**Assignment**
Find the string "occurrences" in the records. Copy each line that has it.

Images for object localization

╭──

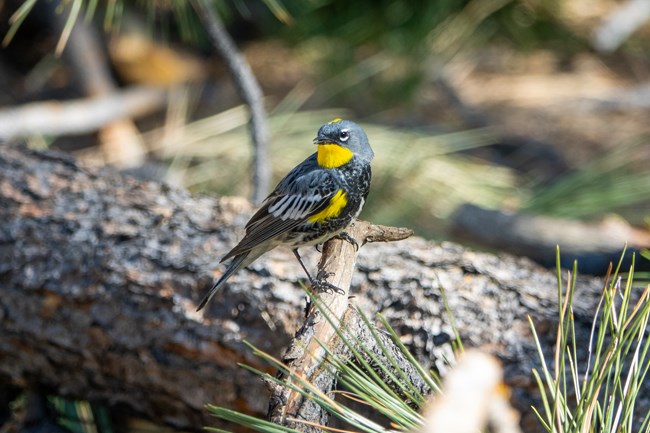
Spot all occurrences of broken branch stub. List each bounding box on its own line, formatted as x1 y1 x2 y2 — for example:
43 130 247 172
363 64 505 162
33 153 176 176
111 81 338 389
268 220 413 430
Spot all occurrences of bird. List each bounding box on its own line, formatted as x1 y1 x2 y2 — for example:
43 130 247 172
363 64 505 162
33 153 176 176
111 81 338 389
197 118 374 311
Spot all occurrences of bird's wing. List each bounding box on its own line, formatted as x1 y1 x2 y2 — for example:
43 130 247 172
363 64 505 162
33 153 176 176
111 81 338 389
220 161 339 261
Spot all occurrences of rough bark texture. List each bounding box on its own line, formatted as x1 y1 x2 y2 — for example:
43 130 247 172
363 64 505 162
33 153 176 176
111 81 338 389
1 145 646 432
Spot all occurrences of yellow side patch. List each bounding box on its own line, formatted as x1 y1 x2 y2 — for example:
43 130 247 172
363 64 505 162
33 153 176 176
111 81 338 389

╰──

**Task response**
Spot all occurrences of broken branch stub. List each bounding box on its own line, formatted as x1 y1 x2 y2 — for example:
Spot all occurrences of bird. List each bounding box on its own line, formatted as x1 y1 x2 y2 — for example:
Spot all occurrences of bird's wing. List each bounding box on its own line, formatted as x1 y1 x2 y2 — for example:
Spot all occurrences of rough bark texture. List each bounding box on its own line, formatted as x1 y1 x2 y2 — for example:
Spot all occurrences of yellow side patch. List each bounding box on its own line, formatted as x1 y1 x2 y2 — for example:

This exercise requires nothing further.